PROMPT:
Write out every line below with no difference at all.

DATA PROVIDED:
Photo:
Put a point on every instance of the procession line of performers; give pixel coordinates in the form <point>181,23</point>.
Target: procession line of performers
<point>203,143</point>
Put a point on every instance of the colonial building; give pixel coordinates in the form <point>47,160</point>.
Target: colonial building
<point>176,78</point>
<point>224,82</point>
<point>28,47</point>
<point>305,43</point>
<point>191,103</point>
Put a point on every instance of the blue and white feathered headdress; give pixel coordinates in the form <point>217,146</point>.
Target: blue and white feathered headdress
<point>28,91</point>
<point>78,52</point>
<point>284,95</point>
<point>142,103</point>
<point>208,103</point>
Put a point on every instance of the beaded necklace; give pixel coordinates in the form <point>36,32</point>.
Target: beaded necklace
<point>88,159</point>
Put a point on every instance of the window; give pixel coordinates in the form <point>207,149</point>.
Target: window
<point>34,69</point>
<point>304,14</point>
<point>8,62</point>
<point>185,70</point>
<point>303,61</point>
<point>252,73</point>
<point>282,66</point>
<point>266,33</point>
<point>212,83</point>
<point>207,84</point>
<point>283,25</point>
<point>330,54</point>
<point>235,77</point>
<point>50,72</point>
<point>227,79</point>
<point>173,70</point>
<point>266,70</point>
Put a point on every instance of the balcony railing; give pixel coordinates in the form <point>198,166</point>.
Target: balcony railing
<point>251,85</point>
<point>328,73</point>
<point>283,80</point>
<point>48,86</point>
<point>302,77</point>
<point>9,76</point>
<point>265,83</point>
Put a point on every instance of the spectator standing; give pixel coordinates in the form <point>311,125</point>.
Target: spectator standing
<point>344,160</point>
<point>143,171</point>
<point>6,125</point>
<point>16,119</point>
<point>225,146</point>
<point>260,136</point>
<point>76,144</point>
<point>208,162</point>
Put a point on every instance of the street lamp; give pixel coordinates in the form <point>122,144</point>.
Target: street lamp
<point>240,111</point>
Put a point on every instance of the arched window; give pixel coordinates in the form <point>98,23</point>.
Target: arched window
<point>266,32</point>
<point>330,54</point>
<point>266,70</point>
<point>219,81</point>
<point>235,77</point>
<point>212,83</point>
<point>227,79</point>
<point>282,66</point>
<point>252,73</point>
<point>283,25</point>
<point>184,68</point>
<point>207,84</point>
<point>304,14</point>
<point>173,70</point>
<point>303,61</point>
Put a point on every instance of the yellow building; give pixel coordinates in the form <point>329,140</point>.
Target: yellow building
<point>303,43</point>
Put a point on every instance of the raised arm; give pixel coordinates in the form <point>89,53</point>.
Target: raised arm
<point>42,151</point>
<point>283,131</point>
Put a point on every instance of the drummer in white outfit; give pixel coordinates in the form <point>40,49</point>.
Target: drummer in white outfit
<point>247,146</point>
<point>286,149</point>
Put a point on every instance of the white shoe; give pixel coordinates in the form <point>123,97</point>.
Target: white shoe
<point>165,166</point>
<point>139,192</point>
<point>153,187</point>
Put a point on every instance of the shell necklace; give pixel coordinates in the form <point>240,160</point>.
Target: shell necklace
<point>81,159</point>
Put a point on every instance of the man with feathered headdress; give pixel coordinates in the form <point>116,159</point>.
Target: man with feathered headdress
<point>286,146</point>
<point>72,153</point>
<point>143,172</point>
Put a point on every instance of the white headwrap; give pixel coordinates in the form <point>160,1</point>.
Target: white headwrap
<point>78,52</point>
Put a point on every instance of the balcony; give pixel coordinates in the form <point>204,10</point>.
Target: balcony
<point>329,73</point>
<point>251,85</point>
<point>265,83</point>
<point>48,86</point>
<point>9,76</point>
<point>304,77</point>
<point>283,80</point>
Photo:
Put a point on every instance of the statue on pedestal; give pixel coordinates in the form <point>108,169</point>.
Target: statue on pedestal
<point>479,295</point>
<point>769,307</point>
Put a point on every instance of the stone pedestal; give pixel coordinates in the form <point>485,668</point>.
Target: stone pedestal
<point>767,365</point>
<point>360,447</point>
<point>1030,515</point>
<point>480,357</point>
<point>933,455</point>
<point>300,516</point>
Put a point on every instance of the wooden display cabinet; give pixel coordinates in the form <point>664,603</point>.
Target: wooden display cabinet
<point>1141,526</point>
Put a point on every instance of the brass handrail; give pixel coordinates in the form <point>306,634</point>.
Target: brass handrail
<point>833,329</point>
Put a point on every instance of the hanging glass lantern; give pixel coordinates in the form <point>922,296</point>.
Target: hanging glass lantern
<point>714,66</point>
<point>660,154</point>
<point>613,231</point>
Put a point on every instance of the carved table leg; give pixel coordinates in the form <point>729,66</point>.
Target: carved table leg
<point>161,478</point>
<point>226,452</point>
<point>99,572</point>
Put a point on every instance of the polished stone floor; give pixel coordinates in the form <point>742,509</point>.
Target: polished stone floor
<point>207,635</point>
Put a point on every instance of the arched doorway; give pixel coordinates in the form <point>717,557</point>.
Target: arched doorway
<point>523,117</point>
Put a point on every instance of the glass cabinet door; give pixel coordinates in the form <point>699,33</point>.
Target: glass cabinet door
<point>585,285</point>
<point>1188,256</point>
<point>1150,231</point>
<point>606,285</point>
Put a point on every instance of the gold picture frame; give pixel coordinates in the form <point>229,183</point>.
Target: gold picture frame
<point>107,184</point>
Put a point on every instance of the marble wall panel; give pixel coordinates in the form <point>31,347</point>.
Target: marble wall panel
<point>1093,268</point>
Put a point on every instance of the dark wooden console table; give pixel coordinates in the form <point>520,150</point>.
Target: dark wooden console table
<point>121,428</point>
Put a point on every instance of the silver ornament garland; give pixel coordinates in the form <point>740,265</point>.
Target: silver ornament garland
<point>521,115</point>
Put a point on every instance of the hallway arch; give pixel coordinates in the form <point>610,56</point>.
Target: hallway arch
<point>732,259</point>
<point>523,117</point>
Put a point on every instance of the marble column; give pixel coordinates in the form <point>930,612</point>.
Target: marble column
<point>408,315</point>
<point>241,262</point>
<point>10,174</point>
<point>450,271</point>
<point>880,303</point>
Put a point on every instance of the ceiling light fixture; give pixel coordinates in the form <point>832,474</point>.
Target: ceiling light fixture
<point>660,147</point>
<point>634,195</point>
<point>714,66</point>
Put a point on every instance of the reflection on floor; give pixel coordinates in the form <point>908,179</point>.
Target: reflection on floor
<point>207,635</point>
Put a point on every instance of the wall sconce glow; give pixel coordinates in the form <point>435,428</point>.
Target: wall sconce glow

PROBLEM SOLUTION:
Photo:
Put a point on every instance of the procession line of performers; give pixel coordinates in the form <point>181,23</point>.
Target: procession line of performers
<point>203,143</point>
Put a point on every instance of the colonial building; give pixel coordinates in the form <point>47,160</point>.
Target: colonial building
<point>176,78</point>
<point>224,82</point>
<point>28,47</point>
<point>305,43</point>
<point>191,103</point>
Put a point on every instance of the blue and white feathered headdress; give pixel coordinates in the form <point>217,146</point>.
Target: blue and white feathered headdress
<point>28,91</point>
<point>78,52</point>
<point>284,95</point>
<point>142,103</point>
<point>208,103</point>
Put a point on every instance of the beaded necklace; give pixel coordinates in the form <point>36,32</point>.
Target: beaded necklace
<point>88,159</point>
Put a point on every instance of the window; give pixel coordinates in the form <point>207,149</point>.
Target: window
<point>34,69</point>
<point>304,14</point>
<point>8,62</point>
<point>185,70</point>
<point>303,61</point>
<point>252,73</point>
<point>282,66</point>
<point>266,33</point>
<point>212,83</point>
<point>207,84</point>
<point>283,25</point>
<point>330,54</point>
<point>235,77</point>
<point>50,72</point>
<point>227,79</point>
<point>173,70</point>
<point>266,70</point>
Put a point on every instance of the balcony railing; give pixel coordinates in the form <point>198,166</point>.
Target: balcony railing
<point>251,85</point>
<point>328,73</point>
<point>283,80</point>
<point>48,86</point>
<point>302,77</point>
<point>9,76</point>
<point>265,83</point>
Put a point on every instance of the spectator standing; give pixel coordinates in the form <point>311,125</point>.
Target: spectator standing
<point>344,160</point>
<point>143,171</point>
<point>6,125</point>
<point>16,119</point>
<point>225,146</point>
<point>260,136</point>
<point>76,144</point>
<point>208,162</point>
Put a point on every instance of the street lamp; give pixel coordinates in the form <point>122,144</point>.
Target: street lamp
<point>240,111</point>
Put a point on every instance of the arched window; give pixel coordinates in the form <point>98,23</point>.
Target: arched window
<point>266,32</point>
<point>330,54</point>
<point>266,70</point>
<point>219,81</point>
<point>235,77</point>
<point>212,83</point>
<point>227,79</point>
<point>282,66</point>
<point>252,73</point>
<point>283,25</point>
<point>184,68</point>
<point>207,84</point>
<point>304,14</point>
<point>173,70</point>
<point>303,61</point>
Put a point on every instance of the yellow building; give pixel coordinates in the form <point>329,140</point>.
Target: yellow building
<point>303,43</point>
Put a point on every instance of the raised arm; give pixel coordinates in the form <point>89,53</point>.
Target: raised arm
<point>42,151</point>
<point>283,131</point>
Put a point on every instance of the drummer in white outfit; give pixel coordinates in the form <point>40,49</point>.
Target: drummer in white outfit
<point>247,146</point>
<point>286,149</point>
Put a point on every instance of the white shoe; give pixel coordinates in the form <point>123,97</point>.
Target: white shoe
<point>165,166</point>
<point>139,192</point>
<point>153,187</point>
Put a point on every instance of the shell necklace; give pixel coordinates in the form <point>240,160</point>.
Target: shell necklace
<point>81,159</point>
Put a point on every instance of the man with feathered headdress; give pixel coordinates in the form <point>116,159</point>.
Target: man with feathered headdress
<point>286,146</point>
<point>72,153</point>
<point>143,172</point>
Put a point on every instance of the white headwrap; give pixel coordinates in the form <point>160,1</point>.
Target: white headwrap
<point>78,52</point>
Put a point on every instance of the balcony; give pixel coordinates in the form <point>204,10</point>.
Target: balcony
<point>329,73</point>
<point>251,85</point>
<point>265,83</point>
<point>48,86</point>
<point>9,76</point>
<point>304,77</point>
<point>283,80</point>
Photo:
Put a point on every instance of the statue on pedestal; give pixel coordinates in the form <point>108,169</point>.
Target: statue on pedestal
<point>479,295</point>
<point>769,307</point>
Put a point on every instance of the stone pedestal; give pixel coordinates in the form <point>485,668</point>.
Target: stone pedestal
<point>767,365</point>
<point>360,447</point>
<point>1030,515</point>
<point>480,357</point>
<point>933,455</point>
<point>300,516</point>
Put a point on every instance of the wooden display cabinet; give pixel coordinates in the form <point>664,603</point>.
Target: wooden display cabinet
<point>1141,526</point>
Put a point on every instance of the brass handrail; give pixel coordinates in the form <point>306,634</point>.
Target: brass handrail
<point>833,329</point>
Put a point on every instance of the hanging glass lantern; give pixel coordinates in the form <point>922,296</point>.
Target: hanging glass lantern
<point>714,66</point>
<point>660,154</point>
<point>613,231</point>
Put a point on every instance of the carved table leg; give pixel coordinates in the form <point>729,66</point>.
Target: carved table leg
<point>161,478</point>
<point>226,452</point>
<point>99,572</point>
Put a point on every instance of the polished stone floor; give pixel coordinates in the form <point>742,509</point>.
Target: polished stone floor
<point>207,635</point>
Put a point on every instance of the arched doorway; give pixel coordinates in the form <point>717,557</point>.
Target: arched doorway
<point>523,117</point>
Put a point on every instance of the glass cabinet door; give pixel coordinates in the form <point>699,33</point>.
Target: glass cabinet door
<point>585,285</point>
<point>1188,256</point>
<point>1150,231</point>
<point>606,285</point>
Put a point on every instance of the gold picture frame; give pixel coordinates in the form <point>229,183</point>.
Target: gold picture frame
<point>107,184</point>
Put a point on every instance of the marble wall panel; give pixel coordinates in the form <point>31,347</point>.
Target: marble wall panel
<point>1093,268</point>
Put a point on every instance of the dark wooden console table; give pixel coordinates in the form <point>520,150</point>.
Target: dark wooden console table
<point>121,428</point>
Put a point on every instance of the silver ornament garland; give pixel coordinates in the form <point>740,265</point>.
Target: silver ornament garland
<point>521,115</point>
Put a point on every instance of the hallway arch; give pixel coordinates in the form <point>610,56</point>.
Target: hallway arch
<point>732,259</point>
<point>523,117</point>
Put a point on every instance of the marble column; give pixel coordinates in the form <point>930,612</point>.
Target: marble column
<point>408,315</point>
<point>241,262</point>
<point>10,174</point>
<point>450,271</point>
<point>880,303</point>
Put a point on every instance of the ceiling light fixture; give pixel coordinates in the form <point>832,474</point>.
Target: ceiling light fixture
<point>660,147</point>
<point>634,195</point>
<point>714,66</point>
Put a point on every instance of the reflection on floor; give pixel coordinates in the form <point>908,179</point>.
Target: reflection on floor
<point>207,635</point>
Put a point on every instance of the wall sconce glow; give pixel coordinates in the form <point>435,428</point>.
Target: wall sconce glow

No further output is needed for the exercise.